__ABOUT THIS EXERCISE__: Go through the material and set down every line without alteration.

──────── SOURCE DATA

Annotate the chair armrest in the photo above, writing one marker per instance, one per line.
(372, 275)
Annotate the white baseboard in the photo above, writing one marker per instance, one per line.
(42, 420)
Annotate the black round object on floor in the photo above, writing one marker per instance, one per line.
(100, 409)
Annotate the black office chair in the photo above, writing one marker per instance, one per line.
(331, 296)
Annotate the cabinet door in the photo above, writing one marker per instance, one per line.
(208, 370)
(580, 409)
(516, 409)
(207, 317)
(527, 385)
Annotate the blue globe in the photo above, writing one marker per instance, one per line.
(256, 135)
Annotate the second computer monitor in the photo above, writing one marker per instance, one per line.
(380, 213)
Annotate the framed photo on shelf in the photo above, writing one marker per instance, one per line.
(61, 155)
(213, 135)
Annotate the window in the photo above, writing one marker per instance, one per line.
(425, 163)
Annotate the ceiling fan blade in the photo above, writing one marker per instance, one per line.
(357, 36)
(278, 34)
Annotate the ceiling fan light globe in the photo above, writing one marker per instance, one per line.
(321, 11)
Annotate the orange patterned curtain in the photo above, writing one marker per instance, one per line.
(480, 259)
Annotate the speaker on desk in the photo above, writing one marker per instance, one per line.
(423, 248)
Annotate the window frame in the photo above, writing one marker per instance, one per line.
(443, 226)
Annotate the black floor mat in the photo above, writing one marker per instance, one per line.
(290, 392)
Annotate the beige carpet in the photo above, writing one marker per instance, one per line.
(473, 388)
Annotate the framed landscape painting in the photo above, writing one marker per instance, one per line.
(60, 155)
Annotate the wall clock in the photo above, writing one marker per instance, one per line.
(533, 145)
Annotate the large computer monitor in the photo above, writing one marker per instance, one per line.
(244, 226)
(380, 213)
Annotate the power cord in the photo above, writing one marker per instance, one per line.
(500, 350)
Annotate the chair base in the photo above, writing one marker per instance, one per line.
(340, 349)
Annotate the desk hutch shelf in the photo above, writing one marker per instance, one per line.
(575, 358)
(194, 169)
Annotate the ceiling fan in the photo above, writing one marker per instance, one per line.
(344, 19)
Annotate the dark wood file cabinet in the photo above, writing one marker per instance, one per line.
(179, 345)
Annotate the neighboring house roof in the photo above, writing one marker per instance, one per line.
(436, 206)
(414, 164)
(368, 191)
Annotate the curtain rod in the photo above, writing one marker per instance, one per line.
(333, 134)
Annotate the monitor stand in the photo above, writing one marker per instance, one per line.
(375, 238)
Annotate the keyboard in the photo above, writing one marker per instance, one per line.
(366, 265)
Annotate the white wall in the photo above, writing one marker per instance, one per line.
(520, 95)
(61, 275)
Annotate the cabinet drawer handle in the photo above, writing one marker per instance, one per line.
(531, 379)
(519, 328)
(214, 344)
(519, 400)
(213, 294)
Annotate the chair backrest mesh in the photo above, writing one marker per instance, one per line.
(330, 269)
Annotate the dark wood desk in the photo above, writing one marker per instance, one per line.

────────────────

__TASK RESPONSE__:
Annotate the chair armrest in the photo above, writing one marker per instance, one per line.
(372, 275)
Annotate the white baseboard in the photo above, writing one marker per instance, one per line.
(42, 420)
Annotate the black round object on floor in the photo above, writing one marker per instance, one per line.
(100, 409)
Annotate the black office chair in the photo above, writing one marker per instance, one per line.
(331, 296)
Annotate the cabinet door in the photo above, writing one marker per instance, one per line.
(208, 370)
(580, 409)
(516, 409)
(207, 317)
(527, 385)
Annotate the blue globe in the photo above, writing one marker per instance, one per line.
(256, 135)
Annotate the second computer monitor in the photo above, writing one marker per instance, one per line.
(380, 213)
Annotate the framed photo on shelf in the photo above, writing one marker per instance, one per line.
(61, 155)
(213, 135)
Annotate the window in the photo above, writing one marker per instance, one per line.
(425, 163)
Annotate the ceiling fan blade in the photo above, writing one marker per instance, one per line.
(357, 36)
(278, 34)
Annotate the ceiling fan light globe in the photo above, writing one marker per instance, one per line.
(321, 11)
Annotate the orange patterned curtain in the photo above, writing one marker per instance, one per line.
(480, 259)
Annotate the speaker on desk in the photo above, writing one marker per instance, one per line.
(423, 248)
Annotate the window frame in the photo above, writing one marker per instance, one per line.
(443, 226)
Annotate the black floor mat in the photo above, writing one marker per instance, one per line.
(290, 392)
Annotate the beige carpet in the photo above, writing one marker per instance, one per line.
(473, 388)
Annotate the framed landscape painting in the photo above, writing one marker per instance, one per line.
(60, 155)
Annotate the wall clock in the photo above, writing one marker per instance, one per line.
(533, 145)
Annotate the large computer monitor in the photo above, writing one marker per instance, one per line.
(244, 226)
(380, 213)
Annotate the power cord in the photo above, writing one marker per instance, one per line.
(500, 350)
Annotate the chair base in the photo above, writing one marker per instance, one per line.
(340, 349)
Annotate the desk hutch shelf in the photo above, writing one marker per instance, one per line.
(575, 358)
(194, 169)
Annotate the ceiling fan in the photo above, writing one marker per instance, one per line.
(344, 19)
Annotate the dark wood file cabinet in the photo above, writing one marker per instance, one per line.
(179, 345)
Annotate the neighboring house roof in the photo above, writing one marker per instance, one per line.
(436, 206)
(414, 164)
(368, 191)
Annotate the curtain rod in the photo above, writing one marker per instance, one per line.
(333, 134)
Annotate the monitor stand in the photo above, writing one marker per instance, one per line.
(375, 238)
Annotate the keyboard in the photo above, writing one marker per instance, one per line.
(366, 265)
Annotate the white wall in the photo above, writing one marker per instance, one per line.
(520, 95)
(61, 275)
Annotate the cabinet drawer handle in the photo above, writing one marker per instance, one per line.
(531, 379)
(519, 328)
(214, 344)
(519, 400)
(213, 294)
Annotate the chair backrest mesh in the photo above, writing one marker per instance, one per line.
(330, 269)
Annotate the dark wood desk in the photo above, writing one marker per instance, one per line.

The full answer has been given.